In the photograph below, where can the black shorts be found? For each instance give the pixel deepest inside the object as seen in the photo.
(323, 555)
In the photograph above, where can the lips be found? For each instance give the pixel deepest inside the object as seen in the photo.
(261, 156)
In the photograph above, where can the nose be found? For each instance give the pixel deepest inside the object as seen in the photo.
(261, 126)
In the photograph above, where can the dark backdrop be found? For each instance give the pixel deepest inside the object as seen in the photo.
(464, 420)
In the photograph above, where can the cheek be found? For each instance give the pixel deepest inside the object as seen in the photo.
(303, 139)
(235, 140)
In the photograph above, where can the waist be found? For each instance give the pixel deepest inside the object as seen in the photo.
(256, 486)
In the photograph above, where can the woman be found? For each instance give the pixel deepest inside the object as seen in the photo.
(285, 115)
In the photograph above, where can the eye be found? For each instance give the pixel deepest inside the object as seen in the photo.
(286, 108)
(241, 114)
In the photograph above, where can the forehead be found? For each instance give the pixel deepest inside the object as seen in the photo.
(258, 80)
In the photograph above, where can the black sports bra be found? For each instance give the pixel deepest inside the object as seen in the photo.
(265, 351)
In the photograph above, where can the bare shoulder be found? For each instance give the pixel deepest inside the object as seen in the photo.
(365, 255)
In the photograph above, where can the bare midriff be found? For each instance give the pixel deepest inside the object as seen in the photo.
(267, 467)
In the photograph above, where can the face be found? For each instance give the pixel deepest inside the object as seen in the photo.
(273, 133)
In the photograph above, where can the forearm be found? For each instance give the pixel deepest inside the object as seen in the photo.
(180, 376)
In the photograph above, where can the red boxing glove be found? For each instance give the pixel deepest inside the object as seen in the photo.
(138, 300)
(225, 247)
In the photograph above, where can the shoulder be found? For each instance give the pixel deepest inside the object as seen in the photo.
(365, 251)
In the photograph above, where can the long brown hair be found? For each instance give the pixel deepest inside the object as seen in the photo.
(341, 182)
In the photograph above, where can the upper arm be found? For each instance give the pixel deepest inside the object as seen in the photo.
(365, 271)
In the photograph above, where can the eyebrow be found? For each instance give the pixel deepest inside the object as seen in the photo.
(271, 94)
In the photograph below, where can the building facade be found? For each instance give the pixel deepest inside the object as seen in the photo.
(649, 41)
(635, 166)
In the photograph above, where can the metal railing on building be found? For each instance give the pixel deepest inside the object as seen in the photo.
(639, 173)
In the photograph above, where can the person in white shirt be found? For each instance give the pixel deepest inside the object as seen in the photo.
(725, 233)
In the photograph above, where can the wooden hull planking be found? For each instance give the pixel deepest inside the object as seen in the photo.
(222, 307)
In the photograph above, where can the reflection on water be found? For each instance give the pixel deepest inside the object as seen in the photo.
━━━
◆ Task brief: Look above for the line containing "In the photograph above, where can the metal"; copy from it through the last line, exactly, and nothing more.

◆ Result of the exercise:
In the photograph above, where can the metal railing on building be found? For each instance give the pixel deepest inside the object as seen in the photo.
(639, 173)
In the photograph above, where can the person in white shirt be found? For each instance give the pixel deepest inside the object as seen in the photo.
(725, 233)
In the photograph above, where can the wooden hull planking be found? For each instance give the pixel deepest inside the object as seen in the photo.
(222, 307)
In the photograph above, where can the reflection on water be found? For each instance give the pixel deepest inside the object as seen in the photo.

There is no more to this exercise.